Exercise brief ▸
Please print only the top portion of the entries below, ending with the line that contains "Target: orange t logo on cap", exactly as written.

◇ ◇ ◇ ◇

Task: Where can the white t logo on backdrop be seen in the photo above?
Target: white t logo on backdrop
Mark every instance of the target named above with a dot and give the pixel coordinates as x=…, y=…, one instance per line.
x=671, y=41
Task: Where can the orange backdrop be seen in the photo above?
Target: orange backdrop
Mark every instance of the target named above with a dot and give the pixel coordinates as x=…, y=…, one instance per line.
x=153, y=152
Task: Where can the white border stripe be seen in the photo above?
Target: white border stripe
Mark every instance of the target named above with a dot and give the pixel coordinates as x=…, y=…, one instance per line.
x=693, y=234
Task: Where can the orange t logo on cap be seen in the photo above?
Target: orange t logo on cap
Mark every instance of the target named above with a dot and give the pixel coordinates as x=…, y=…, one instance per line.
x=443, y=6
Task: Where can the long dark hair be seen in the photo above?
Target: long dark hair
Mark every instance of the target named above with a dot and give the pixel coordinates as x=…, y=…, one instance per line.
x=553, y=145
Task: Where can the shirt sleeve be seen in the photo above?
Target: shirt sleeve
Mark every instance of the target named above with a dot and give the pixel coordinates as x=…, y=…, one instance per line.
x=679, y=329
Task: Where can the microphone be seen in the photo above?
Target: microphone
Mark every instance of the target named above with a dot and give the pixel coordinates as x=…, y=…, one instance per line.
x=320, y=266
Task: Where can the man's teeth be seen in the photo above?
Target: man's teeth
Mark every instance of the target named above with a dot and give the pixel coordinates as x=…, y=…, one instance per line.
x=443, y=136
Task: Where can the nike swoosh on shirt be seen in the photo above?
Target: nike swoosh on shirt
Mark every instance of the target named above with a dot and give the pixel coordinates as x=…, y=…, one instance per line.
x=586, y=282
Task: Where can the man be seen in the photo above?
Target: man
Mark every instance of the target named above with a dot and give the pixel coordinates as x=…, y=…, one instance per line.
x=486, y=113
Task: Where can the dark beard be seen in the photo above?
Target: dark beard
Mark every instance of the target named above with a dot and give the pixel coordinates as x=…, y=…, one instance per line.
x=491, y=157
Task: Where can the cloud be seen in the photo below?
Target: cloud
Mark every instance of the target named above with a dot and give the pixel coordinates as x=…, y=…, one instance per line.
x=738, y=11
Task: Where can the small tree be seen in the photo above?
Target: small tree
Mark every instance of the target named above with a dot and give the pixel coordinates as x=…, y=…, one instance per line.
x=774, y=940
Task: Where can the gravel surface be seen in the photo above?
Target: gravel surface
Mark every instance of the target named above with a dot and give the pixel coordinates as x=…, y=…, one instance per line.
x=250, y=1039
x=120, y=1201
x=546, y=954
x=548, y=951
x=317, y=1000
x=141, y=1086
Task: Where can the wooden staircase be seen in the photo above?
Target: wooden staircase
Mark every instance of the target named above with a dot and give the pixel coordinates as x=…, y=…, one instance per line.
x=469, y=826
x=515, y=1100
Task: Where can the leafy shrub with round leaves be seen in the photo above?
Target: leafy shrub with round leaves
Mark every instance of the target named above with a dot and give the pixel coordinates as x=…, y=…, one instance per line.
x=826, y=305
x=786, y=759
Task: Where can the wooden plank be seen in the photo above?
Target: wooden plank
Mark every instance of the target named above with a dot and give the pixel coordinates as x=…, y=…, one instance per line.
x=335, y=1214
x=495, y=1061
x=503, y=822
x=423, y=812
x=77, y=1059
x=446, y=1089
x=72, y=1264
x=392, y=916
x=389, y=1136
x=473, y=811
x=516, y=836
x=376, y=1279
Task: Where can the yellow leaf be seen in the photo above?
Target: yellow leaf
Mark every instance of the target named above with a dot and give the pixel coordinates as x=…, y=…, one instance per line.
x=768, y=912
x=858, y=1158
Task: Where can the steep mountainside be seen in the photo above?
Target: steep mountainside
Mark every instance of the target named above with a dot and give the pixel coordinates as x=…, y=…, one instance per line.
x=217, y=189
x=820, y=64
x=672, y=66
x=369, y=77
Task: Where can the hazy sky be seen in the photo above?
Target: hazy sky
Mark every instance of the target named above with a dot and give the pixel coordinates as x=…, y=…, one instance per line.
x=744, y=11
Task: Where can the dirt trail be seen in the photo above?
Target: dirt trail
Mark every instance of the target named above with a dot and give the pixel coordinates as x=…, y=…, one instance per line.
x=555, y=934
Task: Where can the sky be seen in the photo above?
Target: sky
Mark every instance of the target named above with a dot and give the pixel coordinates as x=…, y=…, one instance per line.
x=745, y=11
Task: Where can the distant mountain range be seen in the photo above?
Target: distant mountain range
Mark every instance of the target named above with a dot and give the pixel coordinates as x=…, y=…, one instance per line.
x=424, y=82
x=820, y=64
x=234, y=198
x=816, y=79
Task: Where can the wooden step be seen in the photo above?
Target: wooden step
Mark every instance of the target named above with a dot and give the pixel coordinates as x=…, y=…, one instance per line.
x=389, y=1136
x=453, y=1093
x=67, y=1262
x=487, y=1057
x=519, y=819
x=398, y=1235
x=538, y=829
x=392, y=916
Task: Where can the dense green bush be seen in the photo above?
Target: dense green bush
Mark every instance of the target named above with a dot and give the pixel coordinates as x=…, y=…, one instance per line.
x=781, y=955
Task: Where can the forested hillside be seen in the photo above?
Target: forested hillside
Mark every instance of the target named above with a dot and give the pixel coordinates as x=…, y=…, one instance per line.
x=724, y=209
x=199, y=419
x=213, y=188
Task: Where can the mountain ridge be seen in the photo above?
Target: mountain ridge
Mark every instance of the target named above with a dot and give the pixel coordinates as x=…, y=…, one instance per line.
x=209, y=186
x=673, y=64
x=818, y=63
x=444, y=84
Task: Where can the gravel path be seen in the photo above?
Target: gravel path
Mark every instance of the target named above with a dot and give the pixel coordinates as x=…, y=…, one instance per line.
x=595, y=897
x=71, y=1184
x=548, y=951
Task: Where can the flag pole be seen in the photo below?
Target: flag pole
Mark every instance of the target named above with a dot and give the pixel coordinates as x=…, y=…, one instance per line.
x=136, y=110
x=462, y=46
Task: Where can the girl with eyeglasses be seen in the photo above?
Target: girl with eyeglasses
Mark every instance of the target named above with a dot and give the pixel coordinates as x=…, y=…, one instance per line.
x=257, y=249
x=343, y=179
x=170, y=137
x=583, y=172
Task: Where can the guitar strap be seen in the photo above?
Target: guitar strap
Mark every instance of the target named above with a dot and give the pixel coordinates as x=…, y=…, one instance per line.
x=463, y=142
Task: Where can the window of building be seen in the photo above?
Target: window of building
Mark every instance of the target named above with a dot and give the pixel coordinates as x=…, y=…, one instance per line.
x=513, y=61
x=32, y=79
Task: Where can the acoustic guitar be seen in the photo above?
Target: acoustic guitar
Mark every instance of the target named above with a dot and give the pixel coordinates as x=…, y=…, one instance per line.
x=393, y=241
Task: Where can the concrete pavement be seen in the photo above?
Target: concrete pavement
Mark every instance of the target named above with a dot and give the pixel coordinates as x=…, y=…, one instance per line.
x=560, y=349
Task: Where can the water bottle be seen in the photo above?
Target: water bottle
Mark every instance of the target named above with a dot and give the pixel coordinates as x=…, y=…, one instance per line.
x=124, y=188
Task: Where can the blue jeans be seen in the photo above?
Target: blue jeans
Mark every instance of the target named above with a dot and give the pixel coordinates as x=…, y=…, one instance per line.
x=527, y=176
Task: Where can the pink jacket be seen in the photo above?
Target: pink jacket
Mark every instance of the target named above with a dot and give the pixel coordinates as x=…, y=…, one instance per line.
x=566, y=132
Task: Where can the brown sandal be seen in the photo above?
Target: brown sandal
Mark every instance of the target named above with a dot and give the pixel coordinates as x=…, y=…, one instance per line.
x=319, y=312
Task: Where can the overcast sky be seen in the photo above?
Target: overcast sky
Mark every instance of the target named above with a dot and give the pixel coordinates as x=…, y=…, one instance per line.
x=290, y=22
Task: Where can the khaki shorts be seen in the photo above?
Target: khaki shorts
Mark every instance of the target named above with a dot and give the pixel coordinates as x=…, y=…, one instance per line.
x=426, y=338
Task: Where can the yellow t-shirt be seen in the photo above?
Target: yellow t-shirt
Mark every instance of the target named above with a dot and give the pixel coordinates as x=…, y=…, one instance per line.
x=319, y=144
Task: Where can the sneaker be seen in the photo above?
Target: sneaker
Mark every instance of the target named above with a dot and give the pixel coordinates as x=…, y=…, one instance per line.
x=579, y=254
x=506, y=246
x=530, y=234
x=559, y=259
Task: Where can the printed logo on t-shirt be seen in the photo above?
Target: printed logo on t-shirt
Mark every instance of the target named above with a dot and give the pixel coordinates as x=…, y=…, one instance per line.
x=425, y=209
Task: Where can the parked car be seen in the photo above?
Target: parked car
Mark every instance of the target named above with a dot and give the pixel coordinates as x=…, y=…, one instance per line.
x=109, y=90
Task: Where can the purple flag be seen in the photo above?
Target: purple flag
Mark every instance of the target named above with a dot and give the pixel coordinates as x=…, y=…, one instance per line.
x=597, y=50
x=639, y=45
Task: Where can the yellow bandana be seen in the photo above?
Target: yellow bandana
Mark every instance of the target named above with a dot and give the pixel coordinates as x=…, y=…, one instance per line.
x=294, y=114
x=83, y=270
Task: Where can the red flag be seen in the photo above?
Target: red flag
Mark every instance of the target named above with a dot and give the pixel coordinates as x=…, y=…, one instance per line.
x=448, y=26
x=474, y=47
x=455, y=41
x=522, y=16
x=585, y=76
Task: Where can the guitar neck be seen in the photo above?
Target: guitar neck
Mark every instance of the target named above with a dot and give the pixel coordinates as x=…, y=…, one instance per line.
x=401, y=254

◇ ◇ ◇ ◇

Solution for this task ▸
Task: Where can the white t logo on backdrop be seen in the photo above?
Target: white t logo on backdrop
Mark every instance of the target named above with a dot and give the pixel coordinates as x=…, y=…, one instance per line.
x=671, y=41
Task: Where can the orange backdrop be seen in the photo above?
Target: orange backdrop
Mark every instance of the target named above with a dot and give the pixel coordinates as x=…, y=…, one instance per line.
x=153, y=152
Task: Where can the white border stripe be seen in the photo above?
Target: white border stripe
Mark every instance of the target named above with a dot and give the pixel coordinates as x=…, y=…, one instance per line.
x=693, y=234
Task: Where can the orange t logo on cap be seen in the photo above?
Target: orange t logo on cap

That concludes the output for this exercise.